GIVEN PROBLEM: Please reproduce, character for character, the lines of the entries below that run from the line containing "point: statue in" through the line containing "column 592, row 88", both of those lines included.

PROVIDED INFORMATION:
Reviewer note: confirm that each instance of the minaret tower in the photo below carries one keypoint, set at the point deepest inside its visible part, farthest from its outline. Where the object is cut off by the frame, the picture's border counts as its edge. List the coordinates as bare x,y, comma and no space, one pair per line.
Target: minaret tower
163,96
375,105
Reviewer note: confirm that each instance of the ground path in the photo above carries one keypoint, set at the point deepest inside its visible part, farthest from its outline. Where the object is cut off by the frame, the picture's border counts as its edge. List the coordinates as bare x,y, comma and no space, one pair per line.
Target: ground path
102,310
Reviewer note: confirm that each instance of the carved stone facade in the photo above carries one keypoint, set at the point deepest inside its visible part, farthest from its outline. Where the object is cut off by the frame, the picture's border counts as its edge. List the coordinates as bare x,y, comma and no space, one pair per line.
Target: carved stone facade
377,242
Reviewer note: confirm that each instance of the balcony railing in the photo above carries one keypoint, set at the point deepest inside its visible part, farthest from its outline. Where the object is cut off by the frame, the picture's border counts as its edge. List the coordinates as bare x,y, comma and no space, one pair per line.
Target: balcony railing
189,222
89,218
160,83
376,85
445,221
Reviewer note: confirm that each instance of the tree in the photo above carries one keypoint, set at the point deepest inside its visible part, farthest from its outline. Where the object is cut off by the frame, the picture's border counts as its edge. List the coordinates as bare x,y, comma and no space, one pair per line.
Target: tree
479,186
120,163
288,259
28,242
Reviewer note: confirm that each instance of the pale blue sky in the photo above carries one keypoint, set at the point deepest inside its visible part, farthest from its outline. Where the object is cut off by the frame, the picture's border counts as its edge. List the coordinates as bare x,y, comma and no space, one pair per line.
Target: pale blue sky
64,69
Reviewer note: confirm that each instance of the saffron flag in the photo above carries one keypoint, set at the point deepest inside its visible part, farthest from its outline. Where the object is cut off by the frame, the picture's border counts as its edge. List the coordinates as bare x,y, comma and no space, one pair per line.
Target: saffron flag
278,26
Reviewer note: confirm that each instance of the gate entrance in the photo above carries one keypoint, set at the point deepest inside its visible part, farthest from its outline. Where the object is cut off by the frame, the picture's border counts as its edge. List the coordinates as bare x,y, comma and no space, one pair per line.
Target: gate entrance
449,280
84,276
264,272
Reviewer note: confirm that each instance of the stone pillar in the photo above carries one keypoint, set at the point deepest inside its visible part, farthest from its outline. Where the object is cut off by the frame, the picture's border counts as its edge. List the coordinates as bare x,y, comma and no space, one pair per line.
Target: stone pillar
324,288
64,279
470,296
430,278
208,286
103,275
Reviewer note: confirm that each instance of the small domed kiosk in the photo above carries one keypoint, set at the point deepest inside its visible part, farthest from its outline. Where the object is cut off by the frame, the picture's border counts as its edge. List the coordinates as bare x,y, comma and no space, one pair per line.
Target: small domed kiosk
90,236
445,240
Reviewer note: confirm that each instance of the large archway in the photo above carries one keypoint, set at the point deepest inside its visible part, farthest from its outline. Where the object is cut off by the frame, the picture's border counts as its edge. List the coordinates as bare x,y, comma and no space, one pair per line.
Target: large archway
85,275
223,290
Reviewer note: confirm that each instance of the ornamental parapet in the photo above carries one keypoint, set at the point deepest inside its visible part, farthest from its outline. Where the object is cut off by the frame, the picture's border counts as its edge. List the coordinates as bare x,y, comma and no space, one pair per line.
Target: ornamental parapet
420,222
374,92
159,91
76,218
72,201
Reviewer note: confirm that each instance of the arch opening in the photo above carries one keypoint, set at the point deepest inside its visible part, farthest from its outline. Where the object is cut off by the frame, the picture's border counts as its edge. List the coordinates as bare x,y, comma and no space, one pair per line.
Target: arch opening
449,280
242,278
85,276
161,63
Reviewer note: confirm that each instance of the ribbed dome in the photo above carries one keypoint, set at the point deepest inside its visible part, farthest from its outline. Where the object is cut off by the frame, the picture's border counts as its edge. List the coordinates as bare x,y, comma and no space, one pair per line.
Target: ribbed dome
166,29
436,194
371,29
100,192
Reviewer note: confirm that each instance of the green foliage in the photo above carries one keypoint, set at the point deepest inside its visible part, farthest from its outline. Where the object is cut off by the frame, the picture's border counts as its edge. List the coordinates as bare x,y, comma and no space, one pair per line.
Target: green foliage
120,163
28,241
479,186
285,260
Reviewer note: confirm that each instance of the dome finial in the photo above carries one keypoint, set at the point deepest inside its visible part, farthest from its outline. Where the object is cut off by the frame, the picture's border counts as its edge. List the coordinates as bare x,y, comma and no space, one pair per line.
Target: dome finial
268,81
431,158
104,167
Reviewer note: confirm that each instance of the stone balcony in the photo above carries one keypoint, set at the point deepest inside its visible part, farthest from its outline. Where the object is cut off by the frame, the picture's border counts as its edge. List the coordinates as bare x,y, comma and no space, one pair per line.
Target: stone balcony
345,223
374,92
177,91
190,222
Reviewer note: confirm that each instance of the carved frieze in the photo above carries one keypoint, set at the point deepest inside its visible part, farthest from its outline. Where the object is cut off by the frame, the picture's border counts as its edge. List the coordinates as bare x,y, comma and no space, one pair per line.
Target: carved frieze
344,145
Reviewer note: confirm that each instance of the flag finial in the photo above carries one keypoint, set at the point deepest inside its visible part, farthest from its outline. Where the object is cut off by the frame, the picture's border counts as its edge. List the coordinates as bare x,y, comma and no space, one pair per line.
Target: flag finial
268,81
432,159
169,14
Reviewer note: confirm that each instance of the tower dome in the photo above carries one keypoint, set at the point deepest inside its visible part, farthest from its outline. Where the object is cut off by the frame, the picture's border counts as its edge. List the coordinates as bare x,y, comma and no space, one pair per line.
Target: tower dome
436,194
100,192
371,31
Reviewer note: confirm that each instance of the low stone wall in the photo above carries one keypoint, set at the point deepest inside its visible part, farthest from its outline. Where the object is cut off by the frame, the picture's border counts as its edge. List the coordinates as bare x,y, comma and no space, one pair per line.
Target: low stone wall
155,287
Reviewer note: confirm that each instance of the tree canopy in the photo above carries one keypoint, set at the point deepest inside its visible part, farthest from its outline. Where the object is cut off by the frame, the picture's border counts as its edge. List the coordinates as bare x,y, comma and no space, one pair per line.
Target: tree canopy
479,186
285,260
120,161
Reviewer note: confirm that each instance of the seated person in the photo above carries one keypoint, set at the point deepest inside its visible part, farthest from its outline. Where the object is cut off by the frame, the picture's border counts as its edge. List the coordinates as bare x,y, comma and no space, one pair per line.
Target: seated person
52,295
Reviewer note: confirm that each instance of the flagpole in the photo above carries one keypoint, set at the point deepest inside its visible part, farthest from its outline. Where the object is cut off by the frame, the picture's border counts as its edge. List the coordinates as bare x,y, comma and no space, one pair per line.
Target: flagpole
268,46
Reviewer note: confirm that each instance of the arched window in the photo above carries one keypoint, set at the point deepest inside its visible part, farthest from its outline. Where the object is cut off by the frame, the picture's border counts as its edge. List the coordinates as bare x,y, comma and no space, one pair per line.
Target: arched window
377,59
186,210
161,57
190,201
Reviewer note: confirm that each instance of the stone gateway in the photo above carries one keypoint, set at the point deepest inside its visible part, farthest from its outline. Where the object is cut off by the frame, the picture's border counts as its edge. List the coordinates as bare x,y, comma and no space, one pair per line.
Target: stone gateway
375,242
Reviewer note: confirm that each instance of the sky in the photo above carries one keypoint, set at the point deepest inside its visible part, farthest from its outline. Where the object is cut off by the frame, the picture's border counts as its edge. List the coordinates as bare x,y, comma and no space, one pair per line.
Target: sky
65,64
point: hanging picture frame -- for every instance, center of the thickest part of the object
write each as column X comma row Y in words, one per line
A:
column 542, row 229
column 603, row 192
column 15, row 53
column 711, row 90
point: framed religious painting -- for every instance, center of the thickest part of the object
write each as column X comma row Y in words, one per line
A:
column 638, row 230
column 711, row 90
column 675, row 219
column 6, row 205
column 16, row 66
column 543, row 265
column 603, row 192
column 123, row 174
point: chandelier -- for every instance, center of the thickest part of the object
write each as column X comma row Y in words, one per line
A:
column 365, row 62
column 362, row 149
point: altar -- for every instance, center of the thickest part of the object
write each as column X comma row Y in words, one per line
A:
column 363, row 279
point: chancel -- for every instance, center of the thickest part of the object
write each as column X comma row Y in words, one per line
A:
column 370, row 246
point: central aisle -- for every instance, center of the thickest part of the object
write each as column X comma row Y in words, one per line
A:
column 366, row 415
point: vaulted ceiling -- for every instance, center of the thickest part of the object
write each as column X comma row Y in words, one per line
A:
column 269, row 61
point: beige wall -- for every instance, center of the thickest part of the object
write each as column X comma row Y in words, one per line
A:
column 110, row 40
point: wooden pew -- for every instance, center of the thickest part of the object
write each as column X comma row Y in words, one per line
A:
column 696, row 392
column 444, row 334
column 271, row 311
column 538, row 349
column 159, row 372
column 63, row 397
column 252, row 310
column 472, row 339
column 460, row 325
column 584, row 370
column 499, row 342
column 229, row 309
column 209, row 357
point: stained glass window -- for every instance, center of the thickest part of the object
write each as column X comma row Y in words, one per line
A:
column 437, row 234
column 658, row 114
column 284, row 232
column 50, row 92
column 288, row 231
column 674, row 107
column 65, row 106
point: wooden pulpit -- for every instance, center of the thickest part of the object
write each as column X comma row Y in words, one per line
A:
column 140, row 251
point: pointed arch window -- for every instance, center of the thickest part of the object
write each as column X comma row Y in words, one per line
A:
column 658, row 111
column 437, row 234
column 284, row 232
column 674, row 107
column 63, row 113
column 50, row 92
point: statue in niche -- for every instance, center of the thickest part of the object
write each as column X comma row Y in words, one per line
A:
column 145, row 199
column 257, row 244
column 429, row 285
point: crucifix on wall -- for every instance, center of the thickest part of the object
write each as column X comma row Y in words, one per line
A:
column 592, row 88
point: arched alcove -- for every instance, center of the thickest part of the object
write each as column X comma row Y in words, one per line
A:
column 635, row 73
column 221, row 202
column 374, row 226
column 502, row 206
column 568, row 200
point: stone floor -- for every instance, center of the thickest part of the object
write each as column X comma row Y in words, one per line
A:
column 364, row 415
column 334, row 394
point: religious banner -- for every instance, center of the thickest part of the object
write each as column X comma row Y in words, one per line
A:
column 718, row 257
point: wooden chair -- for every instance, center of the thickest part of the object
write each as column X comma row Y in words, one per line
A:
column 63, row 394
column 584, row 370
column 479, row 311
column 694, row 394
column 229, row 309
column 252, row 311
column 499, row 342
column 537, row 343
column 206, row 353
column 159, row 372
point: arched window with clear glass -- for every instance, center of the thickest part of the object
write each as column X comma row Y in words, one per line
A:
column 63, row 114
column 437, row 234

CORRECT RESPONSE:
point: statue in niche -- for every instance, center of the thickest part of the object
write each as column X comma row Y in words, one per line
A:
column 145, row 199
column 257, row 244
column 429, row 285
point: crucifix on wall -- for every instance, center of the thickest part of the object
write each as column X comma row Y in words, one per line
A:
column 592, row 88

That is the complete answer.